**The task:** Return each line of the entries that mentions the word "hair".

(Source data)
- - -

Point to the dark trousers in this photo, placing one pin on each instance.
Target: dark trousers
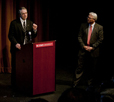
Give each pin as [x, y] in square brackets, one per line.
[86, 72]
[13, 72]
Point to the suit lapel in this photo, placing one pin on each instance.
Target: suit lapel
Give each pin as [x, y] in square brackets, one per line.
[20, 25]
[87, 26]
[94, 30]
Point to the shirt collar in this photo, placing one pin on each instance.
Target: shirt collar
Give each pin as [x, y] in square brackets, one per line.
[22, 21]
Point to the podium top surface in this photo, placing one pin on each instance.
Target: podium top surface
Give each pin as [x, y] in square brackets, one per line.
[44, 44]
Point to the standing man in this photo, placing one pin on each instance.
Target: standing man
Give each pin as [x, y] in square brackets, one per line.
[90, 38]
[21, 32]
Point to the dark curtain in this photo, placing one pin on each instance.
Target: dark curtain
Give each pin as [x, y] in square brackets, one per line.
[38, 12]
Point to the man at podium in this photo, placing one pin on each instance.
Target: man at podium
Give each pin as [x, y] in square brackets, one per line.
[21, 32]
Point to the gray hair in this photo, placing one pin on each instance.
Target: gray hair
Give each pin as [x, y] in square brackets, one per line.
[94, 15]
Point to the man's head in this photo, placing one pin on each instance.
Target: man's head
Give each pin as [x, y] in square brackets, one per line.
[23, 13]
[92, 17]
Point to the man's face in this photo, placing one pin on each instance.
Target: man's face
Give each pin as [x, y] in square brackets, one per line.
[24, 14]
[90, 19]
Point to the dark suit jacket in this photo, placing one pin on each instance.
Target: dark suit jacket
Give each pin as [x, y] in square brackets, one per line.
[95, 41]
[16, 33]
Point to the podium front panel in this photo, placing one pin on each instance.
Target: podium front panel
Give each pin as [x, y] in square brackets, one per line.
[43, 67]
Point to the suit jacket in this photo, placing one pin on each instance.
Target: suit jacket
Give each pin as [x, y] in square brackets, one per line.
[95, 40]
[16, 33]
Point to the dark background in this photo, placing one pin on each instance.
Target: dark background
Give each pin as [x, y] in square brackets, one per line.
[66, 18]
[60, 20]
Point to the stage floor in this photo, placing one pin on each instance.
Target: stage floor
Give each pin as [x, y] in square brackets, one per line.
[64, 79]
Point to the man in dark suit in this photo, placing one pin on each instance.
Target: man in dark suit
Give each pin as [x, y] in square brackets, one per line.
[21, 32]
[90, 38]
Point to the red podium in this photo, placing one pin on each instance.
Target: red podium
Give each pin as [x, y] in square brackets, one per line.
[35, 68]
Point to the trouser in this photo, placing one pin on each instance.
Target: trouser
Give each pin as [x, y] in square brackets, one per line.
[86, 70]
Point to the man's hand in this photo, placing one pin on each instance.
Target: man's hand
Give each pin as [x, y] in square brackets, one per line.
[34, 27]
[88, 48]
[18, 46]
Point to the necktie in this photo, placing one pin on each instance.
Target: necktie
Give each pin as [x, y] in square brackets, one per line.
[24, 27]
[89, 35]
[25, 39]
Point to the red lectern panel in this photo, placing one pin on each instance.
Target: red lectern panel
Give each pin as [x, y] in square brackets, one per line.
[35, 68]
[43, 67]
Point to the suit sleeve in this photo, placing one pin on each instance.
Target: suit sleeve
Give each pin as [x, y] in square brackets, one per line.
[80, 35]
[100, 38]
[11, 34]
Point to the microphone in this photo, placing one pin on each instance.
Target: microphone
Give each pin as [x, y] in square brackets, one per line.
[30, 36]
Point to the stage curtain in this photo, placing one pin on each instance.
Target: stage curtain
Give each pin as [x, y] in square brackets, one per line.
[38, 12]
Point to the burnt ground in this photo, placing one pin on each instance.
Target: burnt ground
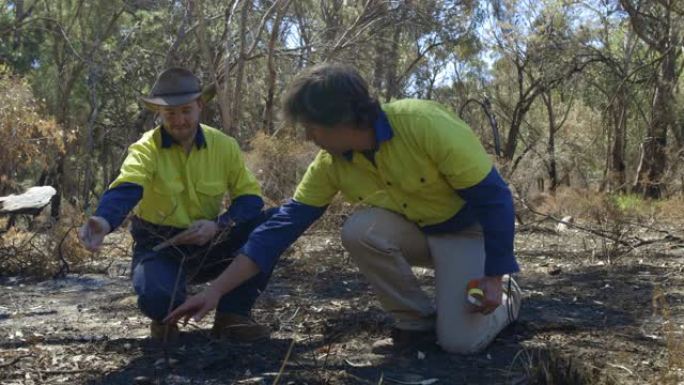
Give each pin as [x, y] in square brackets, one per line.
[585, 320]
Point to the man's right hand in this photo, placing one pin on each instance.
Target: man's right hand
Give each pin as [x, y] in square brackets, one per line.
[92, 233]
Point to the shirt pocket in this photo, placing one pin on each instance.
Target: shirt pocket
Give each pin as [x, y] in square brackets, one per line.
[210, 194]
[418, 183]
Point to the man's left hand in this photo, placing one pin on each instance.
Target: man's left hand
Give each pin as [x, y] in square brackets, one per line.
[195, 307]
[493, 294]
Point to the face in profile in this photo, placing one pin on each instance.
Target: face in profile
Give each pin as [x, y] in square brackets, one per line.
[335, 140]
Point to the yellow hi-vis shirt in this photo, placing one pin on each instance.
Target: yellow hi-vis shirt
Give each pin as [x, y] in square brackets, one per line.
[430, 154]
[179, 189]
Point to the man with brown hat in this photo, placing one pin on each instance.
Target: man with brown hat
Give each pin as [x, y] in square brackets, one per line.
[174, 179]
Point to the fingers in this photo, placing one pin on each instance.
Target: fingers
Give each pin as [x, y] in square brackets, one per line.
[185, 310]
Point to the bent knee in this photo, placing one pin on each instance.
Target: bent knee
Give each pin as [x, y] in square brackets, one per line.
[355, 228]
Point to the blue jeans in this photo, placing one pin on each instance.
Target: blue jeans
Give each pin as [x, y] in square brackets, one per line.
[160, 278]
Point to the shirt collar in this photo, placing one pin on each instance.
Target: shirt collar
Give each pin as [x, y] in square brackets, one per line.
[168, 141]
[383, 133]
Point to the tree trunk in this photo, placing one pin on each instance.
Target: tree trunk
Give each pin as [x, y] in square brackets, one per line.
[271, 68]
[240, 72]
[617, 176]
[650, 177]
[391, 75]
[551, 145]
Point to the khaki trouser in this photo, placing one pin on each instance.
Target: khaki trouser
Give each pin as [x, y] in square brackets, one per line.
[385, 245]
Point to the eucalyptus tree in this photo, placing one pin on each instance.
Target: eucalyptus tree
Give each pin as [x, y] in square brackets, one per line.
[539, 49]
[660, 24]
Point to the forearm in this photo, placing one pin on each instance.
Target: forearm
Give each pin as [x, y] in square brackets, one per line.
[117, 202]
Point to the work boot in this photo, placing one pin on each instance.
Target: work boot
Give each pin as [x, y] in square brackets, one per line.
[404, 340]
[161, 332]
[238, 328]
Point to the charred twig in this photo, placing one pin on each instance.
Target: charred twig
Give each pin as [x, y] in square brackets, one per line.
[15, 360]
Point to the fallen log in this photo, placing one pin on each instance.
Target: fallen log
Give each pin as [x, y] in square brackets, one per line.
[30, 202]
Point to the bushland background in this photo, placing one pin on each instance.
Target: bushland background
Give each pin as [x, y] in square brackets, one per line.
[579, 103]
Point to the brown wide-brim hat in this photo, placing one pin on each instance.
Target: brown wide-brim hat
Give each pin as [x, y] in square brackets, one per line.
[174, 87]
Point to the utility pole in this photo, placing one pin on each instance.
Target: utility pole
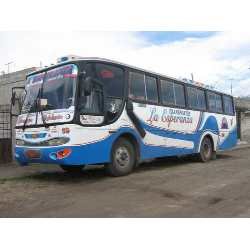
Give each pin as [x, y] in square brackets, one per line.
[8, 65]
[192, 77]
[231, 85]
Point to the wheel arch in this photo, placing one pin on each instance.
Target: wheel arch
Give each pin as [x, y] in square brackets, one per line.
[212, 137]
[134, 141]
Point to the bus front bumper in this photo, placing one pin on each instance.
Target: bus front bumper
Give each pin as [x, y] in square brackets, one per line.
[61, 155]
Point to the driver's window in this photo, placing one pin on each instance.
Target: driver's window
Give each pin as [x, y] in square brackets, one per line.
[112, 78]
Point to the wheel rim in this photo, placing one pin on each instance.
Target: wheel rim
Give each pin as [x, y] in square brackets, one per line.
[206, 150]
[122, 157]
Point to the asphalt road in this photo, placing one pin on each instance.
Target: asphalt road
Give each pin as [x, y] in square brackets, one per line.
[170, 187]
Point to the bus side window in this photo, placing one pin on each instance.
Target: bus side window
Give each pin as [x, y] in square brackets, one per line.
[228, 105]
[172, 93]
[167, 92]
[151, 89]
[196, 98]
[214, 102]
[137, 86]
[179, 95]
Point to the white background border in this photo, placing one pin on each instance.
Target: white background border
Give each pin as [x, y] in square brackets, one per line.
[124, 233]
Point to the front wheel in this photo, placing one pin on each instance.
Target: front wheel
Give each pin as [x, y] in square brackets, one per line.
[123, 158]
[206, 150]
[72, 169]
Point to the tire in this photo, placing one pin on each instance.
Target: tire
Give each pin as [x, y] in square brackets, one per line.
[206, 150]
[72, 169]
[123, 158]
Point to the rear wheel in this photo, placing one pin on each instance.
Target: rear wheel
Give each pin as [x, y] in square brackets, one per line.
[206, 150]
[123, 158]
[72, 169]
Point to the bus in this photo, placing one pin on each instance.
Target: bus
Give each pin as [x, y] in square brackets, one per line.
[90, 111]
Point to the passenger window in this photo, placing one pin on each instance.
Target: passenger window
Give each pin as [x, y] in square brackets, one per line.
[196, 98]
[113, 79]
[167, 92]
[151, 89]
[137, 86]
[172, 93]
[228, 105]
[214, 102]
[179, 95]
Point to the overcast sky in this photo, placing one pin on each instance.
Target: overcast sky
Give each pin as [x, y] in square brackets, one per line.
[213, 57]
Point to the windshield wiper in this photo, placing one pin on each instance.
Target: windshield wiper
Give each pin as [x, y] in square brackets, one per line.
[40, 108]
[26, 119]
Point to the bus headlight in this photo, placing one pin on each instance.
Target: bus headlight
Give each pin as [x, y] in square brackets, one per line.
[58, 141]
[20, 142]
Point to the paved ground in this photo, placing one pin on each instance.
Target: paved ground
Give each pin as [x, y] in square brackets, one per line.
[166, 188]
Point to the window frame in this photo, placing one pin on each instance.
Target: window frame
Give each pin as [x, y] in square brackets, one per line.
[145, 74]
[223, 104]
[206, 101]
[174, 83]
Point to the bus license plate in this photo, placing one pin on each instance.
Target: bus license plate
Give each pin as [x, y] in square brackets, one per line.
[33, 154]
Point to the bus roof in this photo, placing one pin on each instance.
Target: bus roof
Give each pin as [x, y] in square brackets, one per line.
[100, 59]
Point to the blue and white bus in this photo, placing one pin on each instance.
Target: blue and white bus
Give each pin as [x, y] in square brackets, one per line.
[97, 111]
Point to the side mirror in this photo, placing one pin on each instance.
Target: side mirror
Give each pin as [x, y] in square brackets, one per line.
[130, 106]
[13, 98]
[17, 98]
[88, 86]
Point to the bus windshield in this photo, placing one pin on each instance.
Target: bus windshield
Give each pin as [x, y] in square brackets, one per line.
[57, 86]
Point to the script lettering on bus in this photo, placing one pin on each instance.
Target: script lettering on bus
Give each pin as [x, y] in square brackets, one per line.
[169, 116]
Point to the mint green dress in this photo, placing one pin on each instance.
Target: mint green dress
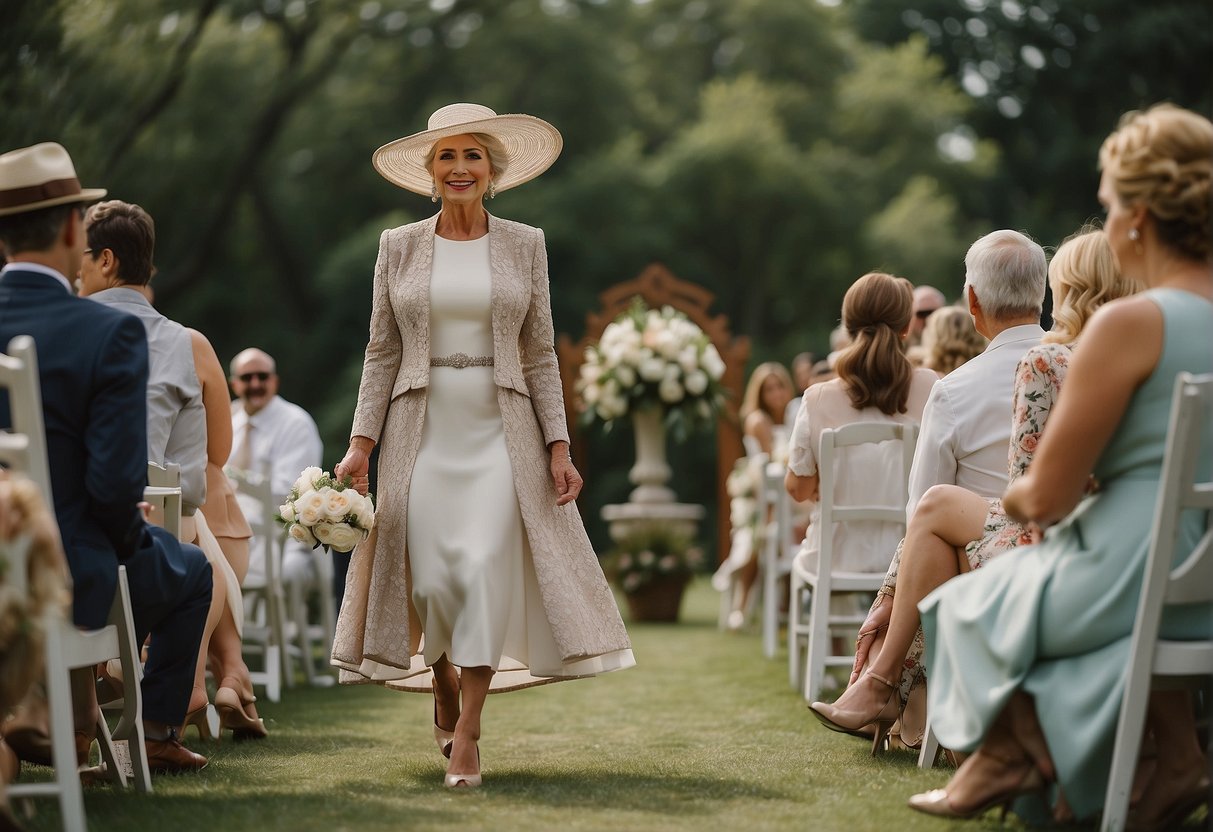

- - -

**Result for this exercise:**
Point to the gray hair in this photo, placing one pin on each instance.
Target: gray hair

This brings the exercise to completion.